### Your task:
Report every line of the records below that contains the word "green". Uppercase and lowercase letters count as different.

### Information given:
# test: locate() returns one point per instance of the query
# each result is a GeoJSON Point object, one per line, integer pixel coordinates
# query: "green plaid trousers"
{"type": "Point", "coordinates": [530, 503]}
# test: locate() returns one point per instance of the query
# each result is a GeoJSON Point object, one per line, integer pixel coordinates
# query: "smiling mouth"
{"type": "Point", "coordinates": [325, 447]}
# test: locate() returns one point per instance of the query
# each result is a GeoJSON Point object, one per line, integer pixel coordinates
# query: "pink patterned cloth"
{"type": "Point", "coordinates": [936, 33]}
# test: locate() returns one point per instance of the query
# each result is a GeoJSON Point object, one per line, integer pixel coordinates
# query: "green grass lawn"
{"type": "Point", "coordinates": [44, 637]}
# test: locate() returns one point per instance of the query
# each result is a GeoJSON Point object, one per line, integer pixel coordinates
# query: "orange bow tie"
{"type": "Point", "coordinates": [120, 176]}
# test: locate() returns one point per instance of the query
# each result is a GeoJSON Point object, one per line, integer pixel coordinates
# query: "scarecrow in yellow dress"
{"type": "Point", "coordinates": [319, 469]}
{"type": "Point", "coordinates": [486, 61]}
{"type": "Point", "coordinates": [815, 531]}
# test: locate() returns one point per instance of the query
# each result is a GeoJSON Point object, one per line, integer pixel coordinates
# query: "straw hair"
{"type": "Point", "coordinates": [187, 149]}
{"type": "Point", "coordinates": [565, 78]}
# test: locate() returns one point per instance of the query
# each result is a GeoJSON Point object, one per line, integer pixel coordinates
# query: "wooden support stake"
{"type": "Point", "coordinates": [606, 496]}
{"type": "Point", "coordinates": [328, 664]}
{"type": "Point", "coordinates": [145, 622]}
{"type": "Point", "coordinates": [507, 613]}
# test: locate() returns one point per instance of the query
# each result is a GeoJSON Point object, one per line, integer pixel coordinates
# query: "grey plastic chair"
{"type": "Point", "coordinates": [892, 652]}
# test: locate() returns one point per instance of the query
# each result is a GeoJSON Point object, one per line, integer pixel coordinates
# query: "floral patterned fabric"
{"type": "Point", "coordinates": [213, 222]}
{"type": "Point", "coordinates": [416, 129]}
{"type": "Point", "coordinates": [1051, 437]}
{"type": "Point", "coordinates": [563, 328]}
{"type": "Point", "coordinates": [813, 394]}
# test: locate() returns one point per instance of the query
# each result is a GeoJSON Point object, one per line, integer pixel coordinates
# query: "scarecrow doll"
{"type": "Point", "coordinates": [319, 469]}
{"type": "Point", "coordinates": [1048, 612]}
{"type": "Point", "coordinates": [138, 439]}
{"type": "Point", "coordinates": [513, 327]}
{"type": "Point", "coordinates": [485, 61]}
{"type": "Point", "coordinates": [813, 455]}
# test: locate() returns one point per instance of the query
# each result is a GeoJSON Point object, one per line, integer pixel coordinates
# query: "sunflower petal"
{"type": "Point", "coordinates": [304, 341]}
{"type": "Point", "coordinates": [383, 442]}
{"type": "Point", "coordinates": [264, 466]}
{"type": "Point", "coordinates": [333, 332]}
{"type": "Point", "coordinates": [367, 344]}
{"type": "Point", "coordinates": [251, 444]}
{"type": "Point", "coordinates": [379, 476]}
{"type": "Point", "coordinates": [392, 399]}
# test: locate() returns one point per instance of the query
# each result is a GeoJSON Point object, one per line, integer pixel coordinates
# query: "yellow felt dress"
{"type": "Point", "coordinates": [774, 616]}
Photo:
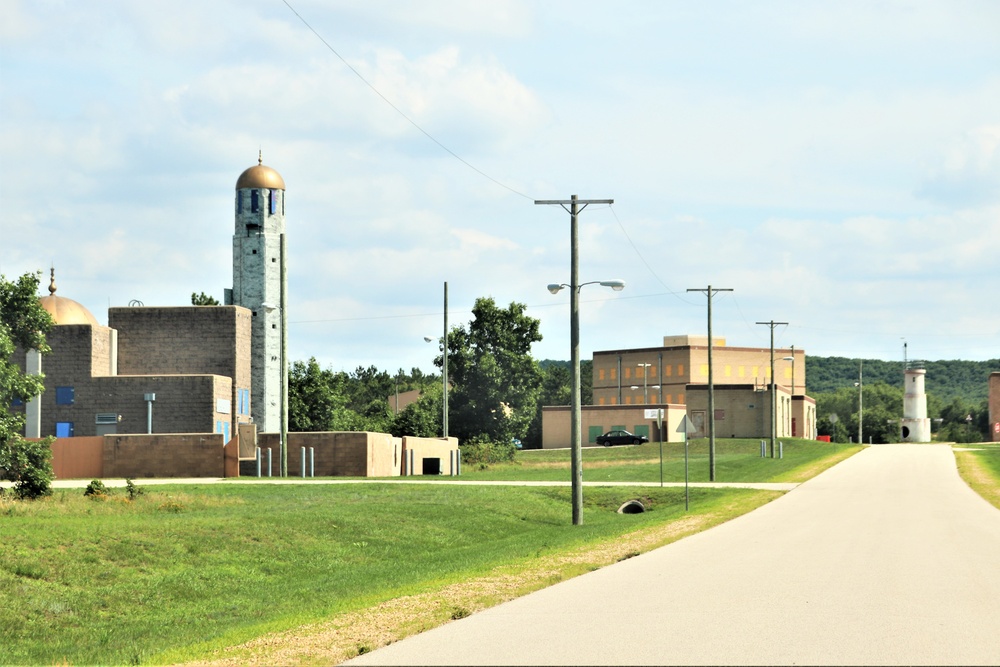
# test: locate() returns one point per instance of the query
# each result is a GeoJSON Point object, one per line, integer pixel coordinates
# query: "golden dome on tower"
{"type": "Point", "coordinates": [63, 310]}
{"type": "Point", "coordinates": [260, 176]}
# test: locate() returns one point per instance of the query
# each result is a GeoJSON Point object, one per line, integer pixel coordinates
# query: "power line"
{"type": "Point", "coordinates": [399, 111]}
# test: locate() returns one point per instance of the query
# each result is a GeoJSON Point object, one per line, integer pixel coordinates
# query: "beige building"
{"type": "Point", "coordinates": [152, 370]}
{"type": "Point", "coordinates": [675, 376]}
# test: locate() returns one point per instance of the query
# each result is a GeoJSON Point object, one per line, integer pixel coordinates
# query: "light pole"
{"type": "Point", "coordinates": [283, 442]}
{"type": "Point", "coordinates": [576, 440]}
{"type": "Point", "coordinates": [792, 359]}
{"type": "Point", "coordinates": [774, 393]}
{"type": "Point", "coordinates": [861, 409]}
{"type": "Point", "coordinates": [645, 396]}
{"type": "Point", "coordinates": [711, 388]}
{"type": "Point", "coordinates": [574, 211]}
{"type": "Point", "coordinates": [659, 428]}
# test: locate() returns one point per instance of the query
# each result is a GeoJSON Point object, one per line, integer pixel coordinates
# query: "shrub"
{"type": "Point", "coordinates": [29, 465]}
{"type": "Point", "coordinates": [96, 489]}
{"type": "Point", "coordinates": [133, 490]}
{"type": "Point", "coordinates": [483, 451]}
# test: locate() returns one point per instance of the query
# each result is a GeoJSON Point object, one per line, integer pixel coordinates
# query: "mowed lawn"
{"type": "Point", "coordinates": [181, 570]}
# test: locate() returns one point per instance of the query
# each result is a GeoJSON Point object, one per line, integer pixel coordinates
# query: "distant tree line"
{"type": "Point", "coordinates": [498, 390]}
{"type": "Point", "coordinates": [957, 398]}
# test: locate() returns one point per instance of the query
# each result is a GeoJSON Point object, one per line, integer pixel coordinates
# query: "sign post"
{"type": "Point", "coordinates": [686, 427]}
{"type": "Point", "coordinates": [657, 413]}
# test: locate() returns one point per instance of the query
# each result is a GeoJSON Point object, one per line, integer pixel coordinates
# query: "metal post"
{"type": "Point", "coordinates": [686, 481]}
{"type": "Point", "coordinates": [444, 368]}
{"type": "Point", "coordinates": [711, 389]}
{"type": "Point", "coordinates": [774, 392]}
{"type": "Point", "coordinates": [659, 427]}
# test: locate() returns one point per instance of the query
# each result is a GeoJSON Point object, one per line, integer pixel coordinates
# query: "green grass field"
{"type": "Point", "coordinates": [185, 569]}
{"type": "Point", "coordinates": [979, 465]}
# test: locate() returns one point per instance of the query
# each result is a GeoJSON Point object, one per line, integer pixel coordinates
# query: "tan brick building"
{"type": "Point", "coordinates": [153, 370]}
{"type": "Point", "coordinates": [675, 376]}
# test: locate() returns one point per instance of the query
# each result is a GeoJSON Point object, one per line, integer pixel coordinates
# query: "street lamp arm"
{"type": "Point", "coordinates": [617, 285]}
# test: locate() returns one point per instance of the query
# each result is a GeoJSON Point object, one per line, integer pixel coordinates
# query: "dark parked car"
{"type": "Point", "coordinates": [620, 438]}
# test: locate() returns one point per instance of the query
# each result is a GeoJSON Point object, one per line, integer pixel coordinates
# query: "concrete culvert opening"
{"type": "Point", "coordinates": [632, 507]}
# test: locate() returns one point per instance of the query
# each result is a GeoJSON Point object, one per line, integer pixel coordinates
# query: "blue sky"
{"type": "Point", "coordinates": [836, 164]}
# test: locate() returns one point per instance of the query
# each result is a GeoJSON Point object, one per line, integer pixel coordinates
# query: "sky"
{"type": "Point", "coordinates": [837, 165]}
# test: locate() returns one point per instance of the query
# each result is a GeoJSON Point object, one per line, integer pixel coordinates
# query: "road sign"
{"type": "Point", "coordinates": [686, 426]}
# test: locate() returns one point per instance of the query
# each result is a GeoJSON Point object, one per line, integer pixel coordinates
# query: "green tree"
{"type": "Point", "coordinates": [203, 299]}
{"type": "Point", "coordinates": [23, 324]}
{"type": "Point", "coordinates": [497, 382]}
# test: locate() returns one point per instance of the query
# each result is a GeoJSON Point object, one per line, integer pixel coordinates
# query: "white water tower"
{"type": "Point", "coordinates": [916, 427]}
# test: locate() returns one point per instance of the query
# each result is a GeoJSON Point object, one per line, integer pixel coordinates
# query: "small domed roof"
{"type": "Point", "coordinates": [63, 310]}
{"type": "Point", "coordinates": [260, 176]}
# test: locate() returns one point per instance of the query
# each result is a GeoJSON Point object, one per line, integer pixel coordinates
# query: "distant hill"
{"type": "Point", "coordinates": [946, 380]}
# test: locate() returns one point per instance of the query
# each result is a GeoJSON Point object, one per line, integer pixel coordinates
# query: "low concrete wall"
{"type": "Point", "coordinates": [164, 455]}
{"type": "Point", "coordinates": [422, 455]}
{"type": "Point", "coordinates": [338, 453]}
{"type": "Point", "coordinates": [78, 458]}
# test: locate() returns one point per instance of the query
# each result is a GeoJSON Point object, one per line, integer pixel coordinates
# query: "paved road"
{"type": "Point", "coordinates": [888, 558]}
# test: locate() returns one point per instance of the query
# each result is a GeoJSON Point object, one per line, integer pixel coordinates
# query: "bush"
{"type": "Point", "coordinates": [29, 465]}
{"type": "Point", "coordinates": [96, 489]}
{"type": "Point", "coordinates": [483, 451]}
{"type": "Point", "coordinates": [133, 490]}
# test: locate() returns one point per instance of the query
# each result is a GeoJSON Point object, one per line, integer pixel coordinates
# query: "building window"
{"type": "Point", "coordinates": [64, 395]}
{"type": "Point", "coordinates": [243, 401]}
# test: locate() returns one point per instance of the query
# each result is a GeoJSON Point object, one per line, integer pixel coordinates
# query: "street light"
{"type": "Point", "coordinates": [792, 359]}
{"type": "Point", "coordinates": [861, 410]}
{"type": "Point", "coordinates": [283, 442]}
{"type": "Point", "coordinates": [645, 397]}
{"type": "Point", "coordinates": [576, 442]}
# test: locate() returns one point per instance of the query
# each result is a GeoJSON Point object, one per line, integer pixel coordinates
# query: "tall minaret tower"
{"type": "Point", "coordinates": [259, 284]}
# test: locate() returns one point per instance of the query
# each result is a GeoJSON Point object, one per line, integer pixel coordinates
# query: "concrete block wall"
{"type": "Point", "coordinates": [211, 340]}
{"type": "Point", "coordinates": [444, 451]}
{"type": "Point", "coordinates": [174, 455]}
{"type": "Point", "coordinates": [336, 454]}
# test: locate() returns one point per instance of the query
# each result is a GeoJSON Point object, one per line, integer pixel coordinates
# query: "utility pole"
{"type": "Point", "coordinates": [576, 414]}
{"type": "Point", "coordinates": [774, 390]}
{"type": "Point", "coordinates": [711, 389]}
{"type": "Point", "coordinates": [444, 369]}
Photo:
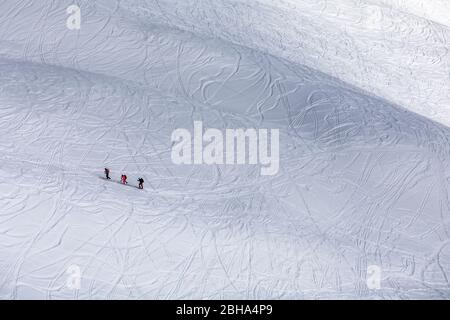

### The answer:
# query: "green plaid trousers"
# query: "green grass lawn"
# query: "green grass field"
# query: "green tree"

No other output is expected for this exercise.